• _Provided text_
◆ ◆ ◆

Interviewer Megan Sukys also digs up a little personal history: How his family got religion (via adultery), how they responded when he came out (it wasn’t pretty), and whether literature, and language, can be a person’s religion.
Listen to the whole thing here.
(Christopher’s interview begins around 43:30—before that, you can listen to a poet with breast cancer [the beginning], trapeze artists in love [14:00], and Nancy Pearl talk about Ender’s Game and a book about health care [34:20].)
Comments
He sure is dreamy.
trapeze-oids.
the debate over what can or can not be a religion to someone has always struck me as inordinately bootless.
and schmader today. i am enjoying this.
obviously the plethora of writers that offed themselves didnt believe that.
My respect for Frizzelle increased greatly upon hearing this interview. Moby Dick is a better read than either Testament, anyway, even with the long passages on whaling.
For awhile, I joined a Quaker meeting, but then I started reading In Cold Blood and realized my Sunday mornings were better spent at the coffeeshop. Although I remain pacifist and quasi-mystical, I reckon I'll burn in hell with dear Truman discussing why the Inferno is more entertaining than the Paradiso. Until we get bored and go check what's down in the Stranger Cavern.

◆ ◆ ◆

• _Data to examine_
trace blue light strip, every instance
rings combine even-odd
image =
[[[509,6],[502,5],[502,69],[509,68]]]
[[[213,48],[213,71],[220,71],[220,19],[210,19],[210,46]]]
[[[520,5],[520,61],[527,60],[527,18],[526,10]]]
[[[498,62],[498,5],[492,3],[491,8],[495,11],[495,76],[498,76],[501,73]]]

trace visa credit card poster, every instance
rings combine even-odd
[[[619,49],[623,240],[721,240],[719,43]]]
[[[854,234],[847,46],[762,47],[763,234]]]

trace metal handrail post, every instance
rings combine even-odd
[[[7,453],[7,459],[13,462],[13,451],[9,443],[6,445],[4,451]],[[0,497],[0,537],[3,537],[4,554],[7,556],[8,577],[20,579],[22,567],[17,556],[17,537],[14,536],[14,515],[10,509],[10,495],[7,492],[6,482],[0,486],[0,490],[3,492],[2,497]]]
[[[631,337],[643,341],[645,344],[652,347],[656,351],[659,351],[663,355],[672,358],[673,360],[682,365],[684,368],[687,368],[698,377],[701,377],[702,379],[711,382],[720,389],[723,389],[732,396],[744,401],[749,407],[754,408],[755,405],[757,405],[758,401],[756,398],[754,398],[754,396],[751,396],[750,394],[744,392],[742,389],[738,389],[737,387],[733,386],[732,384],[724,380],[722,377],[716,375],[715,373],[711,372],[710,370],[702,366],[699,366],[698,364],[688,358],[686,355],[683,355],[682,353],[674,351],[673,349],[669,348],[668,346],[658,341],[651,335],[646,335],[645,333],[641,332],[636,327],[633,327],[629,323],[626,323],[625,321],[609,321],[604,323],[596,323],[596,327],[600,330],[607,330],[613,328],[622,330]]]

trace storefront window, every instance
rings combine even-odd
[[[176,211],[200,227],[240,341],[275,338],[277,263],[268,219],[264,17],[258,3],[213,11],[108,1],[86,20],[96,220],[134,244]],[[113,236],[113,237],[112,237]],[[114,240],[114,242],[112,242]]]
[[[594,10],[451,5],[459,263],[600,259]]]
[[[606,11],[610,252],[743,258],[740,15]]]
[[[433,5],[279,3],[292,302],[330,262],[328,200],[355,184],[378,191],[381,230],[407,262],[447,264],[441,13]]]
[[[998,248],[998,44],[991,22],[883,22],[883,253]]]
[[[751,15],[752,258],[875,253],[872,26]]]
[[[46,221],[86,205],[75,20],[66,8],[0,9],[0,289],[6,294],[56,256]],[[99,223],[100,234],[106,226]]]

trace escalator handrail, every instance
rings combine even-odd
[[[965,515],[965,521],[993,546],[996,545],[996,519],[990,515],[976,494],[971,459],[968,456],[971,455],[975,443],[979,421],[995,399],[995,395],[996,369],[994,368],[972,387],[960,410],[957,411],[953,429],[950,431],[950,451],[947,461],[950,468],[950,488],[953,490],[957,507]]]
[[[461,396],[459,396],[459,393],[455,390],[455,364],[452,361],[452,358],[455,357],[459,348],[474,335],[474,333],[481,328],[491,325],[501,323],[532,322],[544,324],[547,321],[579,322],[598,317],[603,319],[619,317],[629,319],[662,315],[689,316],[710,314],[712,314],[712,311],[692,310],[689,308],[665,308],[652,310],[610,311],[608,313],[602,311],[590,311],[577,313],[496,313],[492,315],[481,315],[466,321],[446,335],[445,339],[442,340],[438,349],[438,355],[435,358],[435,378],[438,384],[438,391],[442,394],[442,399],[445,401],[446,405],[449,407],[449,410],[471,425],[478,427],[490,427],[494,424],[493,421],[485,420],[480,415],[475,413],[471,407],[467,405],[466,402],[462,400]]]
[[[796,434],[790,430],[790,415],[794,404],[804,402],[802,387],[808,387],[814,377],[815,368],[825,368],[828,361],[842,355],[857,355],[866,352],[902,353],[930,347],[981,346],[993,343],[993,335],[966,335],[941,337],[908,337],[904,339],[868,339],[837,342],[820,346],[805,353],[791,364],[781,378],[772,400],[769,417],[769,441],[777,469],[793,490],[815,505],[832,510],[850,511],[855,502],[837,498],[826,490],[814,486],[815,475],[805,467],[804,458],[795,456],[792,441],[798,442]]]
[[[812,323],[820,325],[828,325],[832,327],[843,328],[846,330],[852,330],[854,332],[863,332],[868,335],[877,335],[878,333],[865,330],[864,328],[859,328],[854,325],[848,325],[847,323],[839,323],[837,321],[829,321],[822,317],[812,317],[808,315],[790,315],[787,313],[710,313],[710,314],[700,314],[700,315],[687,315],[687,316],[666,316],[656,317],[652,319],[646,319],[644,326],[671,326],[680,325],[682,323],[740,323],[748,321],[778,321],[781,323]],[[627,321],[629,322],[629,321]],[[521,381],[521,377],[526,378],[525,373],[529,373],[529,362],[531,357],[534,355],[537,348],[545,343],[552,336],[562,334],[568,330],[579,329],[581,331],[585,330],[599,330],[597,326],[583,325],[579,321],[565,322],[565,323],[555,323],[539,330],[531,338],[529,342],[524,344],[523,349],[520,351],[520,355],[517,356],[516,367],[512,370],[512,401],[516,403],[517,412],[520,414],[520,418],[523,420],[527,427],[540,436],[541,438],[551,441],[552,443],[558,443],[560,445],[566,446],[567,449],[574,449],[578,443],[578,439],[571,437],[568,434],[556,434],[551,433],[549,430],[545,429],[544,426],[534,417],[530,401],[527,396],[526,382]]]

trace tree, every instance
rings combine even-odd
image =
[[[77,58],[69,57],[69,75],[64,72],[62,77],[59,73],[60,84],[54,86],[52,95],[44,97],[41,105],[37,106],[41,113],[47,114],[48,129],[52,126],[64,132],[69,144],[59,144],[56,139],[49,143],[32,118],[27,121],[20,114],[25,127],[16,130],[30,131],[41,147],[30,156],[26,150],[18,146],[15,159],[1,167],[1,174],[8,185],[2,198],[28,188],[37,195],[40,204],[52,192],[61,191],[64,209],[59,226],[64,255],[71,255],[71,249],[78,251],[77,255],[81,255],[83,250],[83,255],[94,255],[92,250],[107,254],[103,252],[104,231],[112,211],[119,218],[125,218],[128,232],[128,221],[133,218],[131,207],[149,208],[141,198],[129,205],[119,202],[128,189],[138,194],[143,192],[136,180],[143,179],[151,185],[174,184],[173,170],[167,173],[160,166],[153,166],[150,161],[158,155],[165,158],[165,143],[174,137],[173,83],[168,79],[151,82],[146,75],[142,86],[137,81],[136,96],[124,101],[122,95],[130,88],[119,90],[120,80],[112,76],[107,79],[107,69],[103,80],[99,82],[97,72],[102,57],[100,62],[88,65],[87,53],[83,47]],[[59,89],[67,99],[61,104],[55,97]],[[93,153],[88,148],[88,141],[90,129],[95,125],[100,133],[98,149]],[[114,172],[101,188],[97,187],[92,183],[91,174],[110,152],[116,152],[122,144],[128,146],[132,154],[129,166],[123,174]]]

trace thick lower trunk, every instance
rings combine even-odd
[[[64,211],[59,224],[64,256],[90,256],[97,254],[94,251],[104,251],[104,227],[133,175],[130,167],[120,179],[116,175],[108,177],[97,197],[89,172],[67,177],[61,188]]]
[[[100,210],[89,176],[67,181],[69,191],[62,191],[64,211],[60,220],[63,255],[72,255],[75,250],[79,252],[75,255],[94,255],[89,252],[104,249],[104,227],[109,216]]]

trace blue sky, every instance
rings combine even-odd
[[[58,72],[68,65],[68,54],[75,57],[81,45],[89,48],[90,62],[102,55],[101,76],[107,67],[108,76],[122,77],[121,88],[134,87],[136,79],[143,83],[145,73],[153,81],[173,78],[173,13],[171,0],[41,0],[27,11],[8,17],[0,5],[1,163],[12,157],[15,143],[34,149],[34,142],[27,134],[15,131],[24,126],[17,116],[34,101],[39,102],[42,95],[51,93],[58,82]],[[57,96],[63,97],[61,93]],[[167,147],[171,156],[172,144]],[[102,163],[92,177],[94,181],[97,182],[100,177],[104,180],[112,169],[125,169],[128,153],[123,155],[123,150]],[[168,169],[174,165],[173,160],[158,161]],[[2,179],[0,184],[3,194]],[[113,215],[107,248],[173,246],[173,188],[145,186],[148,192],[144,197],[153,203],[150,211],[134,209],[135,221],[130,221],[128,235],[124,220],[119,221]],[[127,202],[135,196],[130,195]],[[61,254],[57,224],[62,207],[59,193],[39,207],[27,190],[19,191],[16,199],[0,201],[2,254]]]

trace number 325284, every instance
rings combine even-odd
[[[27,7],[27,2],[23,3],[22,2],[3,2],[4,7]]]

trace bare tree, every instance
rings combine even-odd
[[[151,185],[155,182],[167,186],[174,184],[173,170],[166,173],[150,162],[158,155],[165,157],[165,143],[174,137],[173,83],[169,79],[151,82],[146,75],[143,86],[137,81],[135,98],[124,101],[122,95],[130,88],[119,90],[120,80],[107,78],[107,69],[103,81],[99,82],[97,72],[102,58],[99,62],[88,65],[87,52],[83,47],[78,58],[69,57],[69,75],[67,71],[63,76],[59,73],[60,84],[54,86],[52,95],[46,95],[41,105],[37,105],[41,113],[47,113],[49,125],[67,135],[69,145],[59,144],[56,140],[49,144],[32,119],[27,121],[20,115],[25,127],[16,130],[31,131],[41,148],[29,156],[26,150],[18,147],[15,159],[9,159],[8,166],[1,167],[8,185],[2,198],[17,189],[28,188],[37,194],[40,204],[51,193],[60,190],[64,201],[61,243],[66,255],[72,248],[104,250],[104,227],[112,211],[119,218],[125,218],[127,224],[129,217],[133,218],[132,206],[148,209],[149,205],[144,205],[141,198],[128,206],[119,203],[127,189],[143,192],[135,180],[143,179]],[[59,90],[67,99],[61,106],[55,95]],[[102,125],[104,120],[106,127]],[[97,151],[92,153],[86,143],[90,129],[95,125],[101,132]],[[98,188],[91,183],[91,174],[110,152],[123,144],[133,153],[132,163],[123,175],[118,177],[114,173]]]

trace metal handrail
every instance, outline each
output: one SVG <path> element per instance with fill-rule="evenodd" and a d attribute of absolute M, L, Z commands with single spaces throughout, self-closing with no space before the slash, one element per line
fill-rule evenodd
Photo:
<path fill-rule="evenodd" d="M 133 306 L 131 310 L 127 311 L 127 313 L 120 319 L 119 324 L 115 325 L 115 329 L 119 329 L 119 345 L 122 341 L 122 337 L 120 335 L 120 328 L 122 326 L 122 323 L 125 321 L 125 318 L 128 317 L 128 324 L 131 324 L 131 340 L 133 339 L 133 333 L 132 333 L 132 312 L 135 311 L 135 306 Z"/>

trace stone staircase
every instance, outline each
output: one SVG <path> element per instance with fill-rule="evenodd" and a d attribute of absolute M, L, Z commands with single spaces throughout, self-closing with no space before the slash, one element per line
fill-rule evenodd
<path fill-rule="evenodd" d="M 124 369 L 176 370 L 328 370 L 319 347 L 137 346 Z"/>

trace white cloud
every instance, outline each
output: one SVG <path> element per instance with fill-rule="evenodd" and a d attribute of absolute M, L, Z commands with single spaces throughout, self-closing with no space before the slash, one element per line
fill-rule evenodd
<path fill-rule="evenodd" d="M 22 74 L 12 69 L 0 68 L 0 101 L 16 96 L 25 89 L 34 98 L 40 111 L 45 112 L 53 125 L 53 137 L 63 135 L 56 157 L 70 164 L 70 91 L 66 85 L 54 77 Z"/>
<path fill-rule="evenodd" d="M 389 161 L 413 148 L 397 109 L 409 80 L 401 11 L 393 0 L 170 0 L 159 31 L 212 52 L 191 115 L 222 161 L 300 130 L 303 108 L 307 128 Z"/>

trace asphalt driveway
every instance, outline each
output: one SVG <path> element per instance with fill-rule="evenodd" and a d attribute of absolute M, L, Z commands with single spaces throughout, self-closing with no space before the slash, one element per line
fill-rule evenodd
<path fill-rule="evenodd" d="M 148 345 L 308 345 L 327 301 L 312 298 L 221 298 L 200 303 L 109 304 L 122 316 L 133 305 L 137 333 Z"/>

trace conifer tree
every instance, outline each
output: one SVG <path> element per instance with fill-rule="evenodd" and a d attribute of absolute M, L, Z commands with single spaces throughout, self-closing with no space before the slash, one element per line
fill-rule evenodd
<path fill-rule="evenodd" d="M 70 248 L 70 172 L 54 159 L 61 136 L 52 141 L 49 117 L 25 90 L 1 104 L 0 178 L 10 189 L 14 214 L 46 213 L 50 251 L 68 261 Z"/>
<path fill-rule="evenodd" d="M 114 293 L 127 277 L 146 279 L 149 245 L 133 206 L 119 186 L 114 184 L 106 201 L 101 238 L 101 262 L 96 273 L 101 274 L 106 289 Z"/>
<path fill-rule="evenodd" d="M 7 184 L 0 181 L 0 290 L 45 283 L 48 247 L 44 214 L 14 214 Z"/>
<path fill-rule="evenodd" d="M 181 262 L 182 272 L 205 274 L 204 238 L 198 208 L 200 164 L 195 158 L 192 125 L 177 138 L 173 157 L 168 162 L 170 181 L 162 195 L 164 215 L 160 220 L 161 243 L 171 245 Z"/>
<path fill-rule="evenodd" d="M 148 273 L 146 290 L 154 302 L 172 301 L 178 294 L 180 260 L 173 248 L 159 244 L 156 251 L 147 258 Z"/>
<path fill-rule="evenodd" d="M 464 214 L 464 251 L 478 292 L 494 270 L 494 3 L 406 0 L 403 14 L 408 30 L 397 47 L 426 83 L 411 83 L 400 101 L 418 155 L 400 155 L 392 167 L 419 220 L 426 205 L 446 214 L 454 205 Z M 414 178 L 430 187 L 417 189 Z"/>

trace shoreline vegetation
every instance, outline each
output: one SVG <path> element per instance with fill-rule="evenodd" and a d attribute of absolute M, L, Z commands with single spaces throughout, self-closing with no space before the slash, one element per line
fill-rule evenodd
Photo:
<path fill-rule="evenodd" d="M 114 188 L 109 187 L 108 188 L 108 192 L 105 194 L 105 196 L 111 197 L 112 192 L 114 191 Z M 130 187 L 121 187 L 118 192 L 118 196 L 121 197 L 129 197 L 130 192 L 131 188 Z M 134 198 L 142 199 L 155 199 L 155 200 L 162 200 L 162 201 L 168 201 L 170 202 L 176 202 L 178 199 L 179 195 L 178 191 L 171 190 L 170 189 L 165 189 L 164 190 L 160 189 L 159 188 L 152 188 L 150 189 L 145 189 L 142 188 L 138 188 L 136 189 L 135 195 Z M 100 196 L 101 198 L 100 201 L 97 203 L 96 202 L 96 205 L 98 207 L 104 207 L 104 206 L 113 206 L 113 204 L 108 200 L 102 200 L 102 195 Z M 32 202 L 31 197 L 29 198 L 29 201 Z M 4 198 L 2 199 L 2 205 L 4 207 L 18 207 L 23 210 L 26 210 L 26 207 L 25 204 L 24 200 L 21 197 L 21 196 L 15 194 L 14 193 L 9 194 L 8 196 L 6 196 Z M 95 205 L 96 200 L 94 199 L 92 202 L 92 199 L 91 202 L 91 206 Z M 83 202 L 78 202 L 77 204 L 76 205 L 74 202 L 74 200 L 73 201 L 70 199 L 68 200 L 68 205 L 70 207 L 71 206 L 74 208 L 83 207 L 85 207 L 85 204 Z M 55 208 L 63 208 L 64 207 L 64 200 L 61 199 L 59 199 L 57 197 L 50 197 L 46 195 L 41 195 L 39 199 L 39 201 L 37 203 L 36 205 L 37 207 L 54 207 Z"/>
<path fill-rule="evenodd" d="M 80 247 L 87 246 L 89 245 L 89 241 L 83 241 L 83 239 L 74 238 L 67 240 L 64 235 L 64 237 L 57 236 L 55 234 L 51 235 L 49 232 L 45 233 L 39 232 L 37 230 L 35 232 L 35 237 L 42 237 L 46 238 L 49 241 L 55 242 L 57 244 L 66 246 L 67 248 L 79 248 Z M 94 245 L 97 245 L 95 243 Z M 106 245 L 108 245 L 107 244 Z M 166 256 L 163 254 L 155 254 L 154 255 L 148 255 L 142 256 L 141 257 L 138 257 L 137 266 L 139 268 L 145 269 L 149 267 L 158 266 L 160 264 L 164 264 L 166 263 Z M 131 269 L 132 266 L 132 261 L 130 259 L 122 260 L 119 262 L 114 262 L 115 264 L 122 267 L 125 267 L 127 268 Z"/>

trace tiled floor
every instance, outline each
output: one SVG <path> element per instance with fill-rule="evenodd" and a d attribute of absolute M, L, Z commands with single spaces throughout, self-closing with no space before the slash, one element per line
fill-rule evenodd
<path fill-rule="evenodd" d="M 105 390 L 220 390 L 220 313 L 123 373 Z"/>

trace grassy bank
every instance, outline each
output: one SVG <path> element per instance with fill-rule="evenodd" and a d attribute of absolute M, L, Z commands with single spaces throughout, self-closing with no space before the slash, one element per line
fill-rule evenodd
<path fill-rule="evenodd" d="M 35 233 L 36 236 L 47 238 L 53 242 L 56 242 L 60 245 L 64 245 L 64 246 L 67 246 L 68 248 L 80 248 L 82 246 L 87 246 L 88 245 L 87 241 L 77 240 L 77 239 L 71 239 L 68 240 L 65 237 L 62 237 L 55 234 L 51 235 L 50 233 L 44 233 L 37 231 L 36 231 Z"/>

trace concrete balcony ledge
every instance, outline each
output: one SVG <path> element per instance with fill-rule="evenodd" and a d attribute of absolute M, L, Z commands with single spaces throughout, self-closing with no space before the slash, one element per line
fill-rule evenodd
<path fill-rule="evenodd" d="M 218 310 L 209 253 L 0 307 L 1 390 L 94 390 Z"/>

◆ ◆ ◆

• _Aim of the task_
Copy everything in the interview post from "trapeze-oids." down to "didnt believe that." without any changes.

• _Response area_
trapeze-oids.
the debate over what can or can not be a religion to someone has always struck me as inordinately bootless.
and schmader today. i am enjoying this.
obviously the plethora of writers that offed themselves didnt believe that.